Start of Records for this task

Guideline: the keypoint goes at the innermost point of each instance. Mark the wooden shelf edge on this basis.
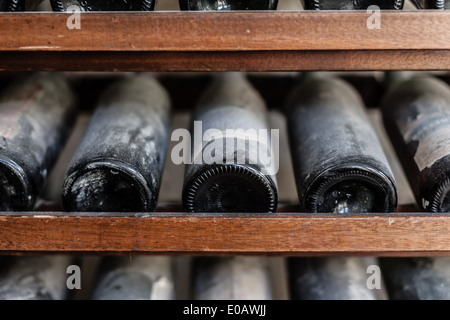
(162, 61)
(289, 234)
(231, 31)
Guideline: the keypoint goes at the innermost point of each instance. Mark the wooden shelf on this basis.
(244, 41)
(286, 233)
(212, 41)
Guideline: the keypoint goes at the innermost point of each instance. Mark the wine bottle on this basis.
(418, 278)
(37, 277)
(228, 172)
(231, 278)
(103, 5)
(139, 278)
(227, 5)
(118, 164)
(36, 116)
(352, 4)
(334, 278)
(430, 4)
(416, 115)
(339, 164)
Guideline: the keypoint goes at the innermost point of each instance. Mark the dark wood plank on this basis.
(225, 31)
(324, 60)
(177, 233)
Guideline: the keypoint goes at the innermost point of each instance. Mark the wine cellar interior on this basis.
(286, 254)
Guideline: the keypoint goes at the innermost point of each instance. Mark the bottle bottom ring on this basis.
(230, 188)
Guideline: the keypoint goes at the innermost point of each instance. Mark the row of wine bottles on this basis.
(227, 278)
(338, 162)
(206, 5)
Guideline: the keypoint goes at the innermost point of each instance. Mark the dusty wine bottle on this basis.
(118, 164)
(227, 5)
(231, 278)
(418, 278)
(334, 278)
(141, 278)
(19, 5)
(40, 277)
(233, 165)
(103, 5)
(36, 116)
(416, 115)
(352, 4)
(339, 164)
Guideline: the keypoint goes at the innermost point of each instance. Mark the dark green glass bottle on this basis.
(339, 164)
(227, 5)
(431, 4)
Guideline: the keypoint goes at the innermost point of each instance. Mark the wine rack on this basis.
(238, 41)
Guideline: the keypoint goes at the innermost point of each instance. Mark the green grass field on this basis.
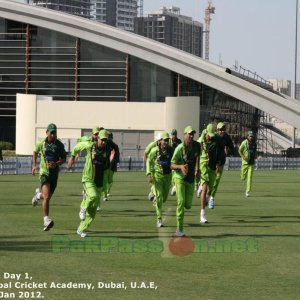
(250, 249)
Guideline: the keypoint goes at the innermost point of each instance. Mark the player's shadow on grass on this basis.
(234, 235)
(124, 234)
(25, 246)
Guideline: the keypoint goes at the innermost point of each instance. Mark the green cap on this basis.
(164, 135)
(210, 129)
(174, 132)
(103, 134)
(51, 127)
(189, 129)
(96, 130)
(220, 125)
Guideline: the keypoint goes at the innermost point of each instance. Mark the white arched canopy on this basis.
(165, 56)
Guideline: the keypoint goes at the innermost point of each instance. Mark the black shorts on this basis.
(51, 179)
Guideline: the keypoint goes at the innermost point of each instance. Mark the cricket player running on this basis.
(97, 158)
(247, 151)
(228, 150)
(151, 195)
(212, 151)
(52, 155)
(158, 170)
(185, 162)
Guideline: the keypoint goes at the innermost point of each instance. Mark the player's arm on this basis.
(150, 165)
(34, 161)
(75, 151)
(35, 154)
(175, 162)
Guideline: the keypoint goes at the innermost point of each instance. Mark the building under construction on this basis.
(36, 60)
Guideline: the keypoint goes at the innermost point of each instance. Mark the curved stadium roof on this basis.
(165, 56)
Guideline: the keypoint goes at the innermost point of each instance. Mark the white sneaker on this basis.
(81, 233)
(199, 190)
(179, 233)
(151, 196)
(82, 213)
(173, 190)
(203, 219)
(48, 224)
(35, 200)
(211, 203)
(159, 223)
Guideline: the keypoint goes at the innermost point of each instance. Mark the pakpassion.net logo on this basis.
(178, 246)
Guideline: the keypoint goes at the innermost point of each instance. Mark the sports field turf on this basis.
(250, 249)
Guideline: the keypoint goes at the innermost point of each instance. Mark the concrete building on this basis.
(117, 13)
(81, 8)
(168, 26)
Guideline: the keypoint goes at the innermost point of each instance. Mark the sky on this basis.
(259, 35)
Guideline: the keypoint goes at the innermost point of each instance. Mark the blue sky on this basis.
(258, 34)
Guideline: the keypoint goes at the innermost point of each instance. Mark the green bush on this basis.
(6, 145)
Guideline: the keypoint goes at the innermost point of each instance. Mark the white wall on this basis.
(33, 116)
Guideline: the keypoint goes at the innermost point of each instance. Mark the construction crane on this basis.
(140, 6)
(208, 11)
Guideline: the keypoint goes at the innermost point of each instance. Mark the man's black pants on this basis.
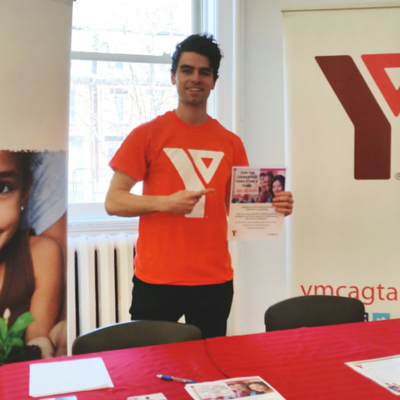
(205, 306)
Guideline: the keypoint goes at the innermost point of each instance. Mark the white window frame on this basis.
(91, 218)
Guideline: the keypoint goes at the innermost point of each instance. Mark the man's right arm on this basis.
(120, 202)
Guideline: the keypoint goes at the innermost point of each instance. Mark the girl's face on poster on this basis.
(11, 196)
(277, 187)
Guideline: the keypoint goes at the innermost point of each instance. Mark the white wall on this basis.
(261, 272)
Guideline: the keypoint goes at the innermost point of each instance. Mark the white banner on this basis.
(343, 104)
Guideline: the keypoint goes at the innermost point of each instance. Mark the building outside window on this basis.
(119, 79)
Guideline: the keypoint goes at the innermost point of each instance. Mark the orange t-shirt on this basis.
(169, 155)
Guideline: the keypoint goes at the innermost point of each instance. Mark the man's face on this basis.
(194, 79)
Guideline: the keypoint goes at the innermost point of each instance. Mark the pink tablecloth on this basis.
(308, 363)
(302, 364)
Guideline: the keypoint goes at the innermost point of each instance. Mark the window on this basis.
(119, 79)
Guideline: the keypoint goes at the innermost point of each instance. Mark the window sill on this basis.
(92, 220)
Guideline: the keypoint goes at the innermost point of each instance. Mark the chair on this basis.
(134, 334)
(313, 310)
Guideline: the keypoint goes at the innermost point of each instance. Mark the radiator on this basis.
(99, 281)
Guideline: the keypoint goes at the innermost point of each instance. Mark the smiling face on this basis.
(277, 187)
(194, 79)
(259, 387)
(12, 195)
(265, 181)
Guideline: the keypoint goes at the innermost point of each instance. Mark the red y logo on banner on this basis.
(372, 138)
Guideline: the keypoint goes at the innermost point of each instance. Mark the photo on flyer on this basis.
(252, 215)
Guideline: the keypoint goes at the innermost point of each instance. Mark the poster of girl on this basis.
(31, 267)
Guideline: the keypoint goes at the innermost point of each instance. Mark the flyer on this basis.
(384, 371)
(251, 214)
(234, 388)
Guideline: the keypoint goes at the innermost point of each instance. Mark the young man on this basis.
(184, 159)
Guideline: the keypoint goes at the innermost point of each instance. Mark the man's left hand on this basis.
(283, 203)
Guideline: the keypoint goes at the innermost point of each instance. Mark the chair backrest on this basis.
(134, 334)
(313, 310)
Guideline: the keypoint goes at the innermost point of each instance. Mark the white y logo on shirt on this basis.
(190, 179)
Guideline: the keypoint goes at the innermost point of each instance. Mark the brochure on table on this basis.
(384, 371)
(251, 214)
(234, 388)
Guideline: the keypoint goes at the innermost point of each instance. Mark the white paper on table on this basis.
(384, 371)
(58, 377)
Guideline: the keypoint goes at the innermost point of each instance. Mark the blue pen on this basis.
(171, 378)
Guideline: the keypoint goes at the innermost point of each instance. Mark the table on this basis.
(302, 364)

End of Records for this task

● Aim of the task
The answer should hold every entry exactly as given and no pictures at all.

● Worked solution
Guideline: the keypoint goes at the innermost point of each instance. Mark the wooden shelf edge on this basis.
(162, 61)
(289, 234)
(231, 31)
Guideline: the keypoint goes at the innermost point of each instance. Mark the wooden shelf on this basis.
(244, 41)
(286, 233)
(212, 41)
Guideline: the keypoint goes at the innermost point of each instance. Mark the wine bottle on this basis.
(418, 278)
(37, 277)
(228, 172)
(231, 278)
(103, 5)
(139, 278)
(227, 5)
(118, 164)
(36, 116)
(352, 4)
(334, 278)
(430, 4)
(416, 115)
(339, 164)
Guideline: the keypoint goes at the innermost point of each instance. Mark the dark wood plank on this basis.
(225, 31)
(324, 60)
(177, 233)
Guideline: the keypoint goes at the innermost point of each instance. Mark the wine cellar interior on this basis.
(286, 254)
Guideline: the keypoint goes at the innermost point of each instance. Mark the bottle bottom ring on this basis.
(230, 188)
Guideline: the keypoint goes at the innermost point of each instance. Mark the row of wine bottles on this basis.
(227, 278)
(338, 162)
(206, 5)
Guideline: the keypoint goes at the innermost point of each instance. Mark the dusty wine bottle on this basis.
(118, 164)
(227, 5)
(231, 278)
(418, 278)
(334, 278)
(141, 278)
(19, 5)
(40, 277)
(233, 165)
(103, 5)
(36, 116)
(416, 115)
(352, 4)
(339, 164)
Guideline: the keypoint goes at the innermost point of each instance. Mark the dark green glass bottle on this basis.
(339, 164)
(227, 5)
(431, 4)
Guideline: the keypoint goes at the innermost point of each instance. Mark the wine rack on this basis.
(238, 41)
Guideline: the keypoint goes at the innermost point of each instance. Mark the green grass field on this basis.
(250, 249)
Guideline: the keypoint goes at the innermost point of each instance. Mark the player's shadow on grass on this basis.
(234, 235)
(124, 234)
(25, 246)
Guideline: the keypoint goes at the innermost point of each instance. Mark the green cap on this basis.
(164, 135)
(210, 129)
(174, 132)
(103, 134)
(51, 127)
(189, 129)
(96, 130)
(220, 125)
Guideline: the keypoint goes at the innermost point of each instance. Mark the white arched canopy on this basis.
(165, 56)
Guideline: the keypoint goes at the innermost point of each instance. Mark the black shorts on this basis.
(51, 179)
Guideline: the keypoint goes at the innermost point of each instance. Mark the cricket player running on this basis.
(97, 158)
(247, 151)
(228, 150)
(151, 195)
(212, 151)
(52, 155)
(158, 170)
(185, 162)
Guideline: the keypoint goes at the innermost point of each instance. Mark the player's arm on this basis.
(150, 165)
(34, 161)
(75, 151)
(35, 154)
(175, 162)
Guideline: the keypoint goes at the innermost point of each instance. Mark the building under construction on this basis.
(36, 60)
Guideline: the keypoint goes at the innermost point of each instance. Mark the curved stadium roof on this basis.
(165, 56)
Guideline: the keypoint goes at the innermost point of each instance. Mark the white sneaker on this basis.
(81, 233)
(199, 190)
(179, 233)
(151, 196)
(82, 213)
(173, 190)
(203, 219)
(48, 224)
(35, 200)
(211, 203)
(159, 223)
Guideline: the keypoint goes at the innermost point of each instance. Mark the pakpassion.net logo on this basis.
(178, 246)
Guideline: the keypoint goes at the innermost point of each instance. Mark the sports field turf on this basis.
(250, 249)
Guideline: the keypoint goes at the innermost point of each instance. Mark the concrete building on this basis.
(117, 13)
(81, 8)
(168, 26)
Guideline: the keypoint goes at the innermost point of each instance. Mark the sky on this basis.
(259, 35)
Guideline: the keypoint goes at the innermost point of each instance. Mark the blue sky on this basis.
(258, 34)
Guideline: the keypoint goes at the innermost point of each instance. Mark the green bush on this basis.
(6, 145)
Guideline: the keypoint goes at the innermost point of each instance. Mark the white wall on this basis.
(33, 116)
Guideline: the keypoint goes at the innermost point of each instance. Mark the construction crane on this basis.
(140, 6)
(208, 11)
Guideline: the keypoint goes at the innermost point of each instance. Mark the man's black pants on this basis.
(205, 306)
Guideline: the keypoint goes at the innermost point of each instance. Mark the white window frame on this basis.
(91, 218)
Guideline: the keypoint goes at the innermost point of each instance. Mark the man's right arm on this basis.
(120, 202)
Guideline: the keypoint goes at the innermost point of each instance. Mark the girl's face on poster on this basis.
(11, 196)
(277, 187)
Guideline: the keypoint goes at the innermost point of each instance. Mark the white wall on this basis.
(261, 272)
Guideline: the keypoint goes at the innermost point of each instance. Mark the white banner on this basis.
(343, 104)
Guideline: the keypoint goes at the innermost point of each instance. Mark the building outside window on this basis.
(119, 79)
Guideline: the keypoint goes at the innermost point of each instance. Mark the orange t-shirt on this basis.
(169, 155)
Guideline: the keypoint goes at the innermost point of each instance. Mark the man's face on this basis.
(194, 79)
Guideline: the keypoint goes at the innermost point of each instance. Mark the pink tablecloth on this basis.
(308, 363)
(302, 364)
Guideline: the keypoint goes at the innermost point of each instance. Mark the window on this basis.
(119, 79)
Guideline: the keypoint goes at the innermost point of each instance. Mark the window sill on this basis.
(92, 220)
Guideline: the keypoint goes at the innermost point of each instance. Mark the chair on this basis.
(134, 334)
(313, 310)
Guideline: the keypoint goes at the innermost point of each instance. Mark the radiator on this basis.
(99, 281)
Guideline: the keypoint goes at the innermost point of each instance. Mark the smiling face on this basis.
(277, 187)
(194, 79)
(259, 387)
(12, 195)
(265, 181)
Guideline: the keypoint goes at the innermost point of each instance. Mark the red y logo on banner on this basis.
(372, 138)
Guideline: the keypoint goes at the innermost point of each instance. Mark the photo on flyer on this basis.
(252, 215)
Guideline: the keypoint goes at the innermost point of each instance. Mark the poster of girl on this basis.
(31, 267)
Guideline: the keypoint goes at the innermost point of each instance. Mark the flyer on this basis.
(384, 371)
(251, 214)
(234, 388)
Guideline: the keypoint goes at the innermost point of each instance. Mark the young man on this basis.
(184, 159)
Guideline: the keypoint goes at the innermost point of each instance. Mark the man's left hand on this basis.
(283, 203)
Guideline: the keypoint goes at the innermost point of each instance. Mark the chair backrest on this basis.
(134, 334)
(313, 310)
Guideline: the keypoint goes at the innermost point of each instance. Mark the white y logo on shirt on this basis.
(190, 179)
Guideline: the keypoint goes at the innermost point of each instance. Mark the brochure on table on this basis.
(384, 371)
(251, 214)
(234, 388)
Guideline: the keypoint goes at the innermost point of each instance. Mark the white paper on table on this basis.
(384, 371)
(58, 377)
Guideline: the keypoint goes at the innermost point of each instance. Mark the blue pen on this basis.
(171, 378)
Guideline: the keypoint goes at the innermost point of each instance. Mark the table on this basis.
(302, 364)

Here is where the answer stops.